--- SELECTED PASSAGE ---
Schema of CRIS.py screening method. (a) Workflow for generating and analyzing genome edited cells and mice. Genome editing reagents are introduced into desired cell type/organism. The cells or embryos are cultured and given time for the editing to occur. Genomic DNA (gDNA) is harvested, target regions amplified and indexed, amplicons pooled and sequenced by NGS. In the final step, sequencing results are analyzed with CRIS.py. (b) Flow chart to analyze NGS results using CRIS.py. Two short user-defined sequences (seq_start and seq_end) are matched to the specified wild-type amplicon sequence (ref_seq) and the total length of characters between the sequences is measured to calculate the wild-type length. (1 and 2) Every sequence in each fastq file is checked for seq_start and seq_end (a match is termed a seq_match), and (3) the length is measured and compared to the reference. (4) all lengths in a fastq file are quantified and reported. (5) Each seq_match is checked for user-defined test_sequences.
--- STORED DATA ---
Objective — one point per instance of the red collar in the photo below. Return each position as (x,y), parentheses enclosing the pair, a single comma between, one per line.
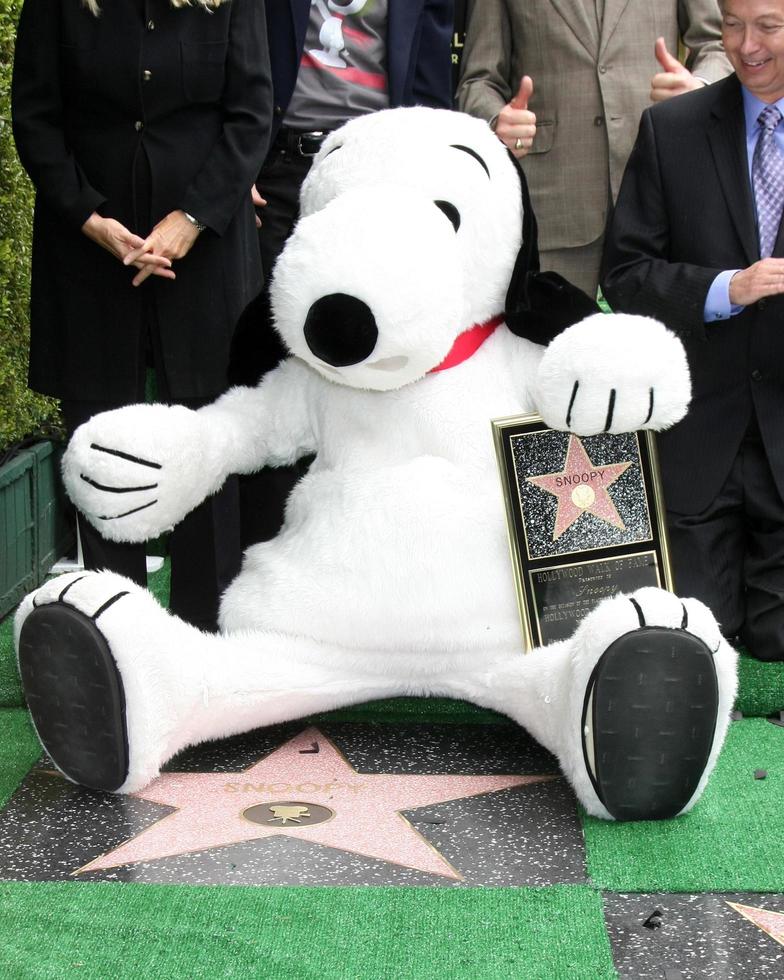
---
--- STORED DATA ---
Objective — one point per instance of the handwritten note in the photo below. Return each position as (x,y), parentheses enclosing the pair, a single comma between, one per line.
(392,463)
---
--- STORED DATA ---
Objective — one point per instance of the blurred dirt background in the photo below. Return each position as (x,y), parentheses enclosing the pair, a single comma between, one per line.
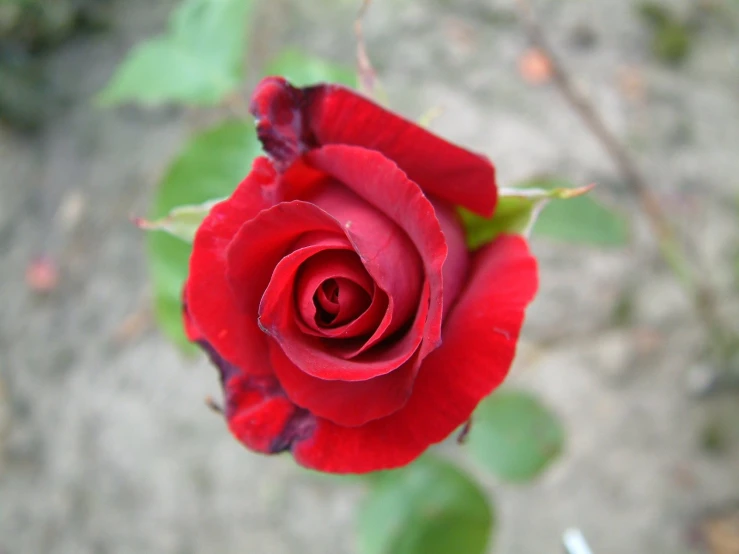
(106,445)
---
## PROBLEM DESCRIPTION
Resume the CRIS.py screening caption after its final sentence. The rows are separate material and have nothing to do with the CRIS.py caption.

## WRITTEN ANSWER
Output files

After the fastq files have been analyzed, CRIS.py creates a folder based on the user-inputted ‘ID’ and writes two files– a CSV file and a TXT file. The CSV file is a master summary file which contains the fastq file names, total read counts, frequencies of user-defined test sequences, the top indels found in each file, and quality control checks. This file is easily sortable enabling quick and accurate identification of correctly targeted clones from hundreds or even thousands of input clones. Additional columns have been added to the far right of the CSV file reporting the frequency (without read counts) for each “test_sequence” for ease of use when sorting for desired clones. Additionally, the TXT output file contains the top exact reads for each fastq file and the read counts for each sequence allowing the user to examine, align, or otherwise verify the genotype of a potential clone or animal. Because sequences are binned based on exact matches, it is easy to visually assess which sequence reads are true contributors to the sample genotype and which are results of poor-quality sequencing and/or PCR or sequencing error.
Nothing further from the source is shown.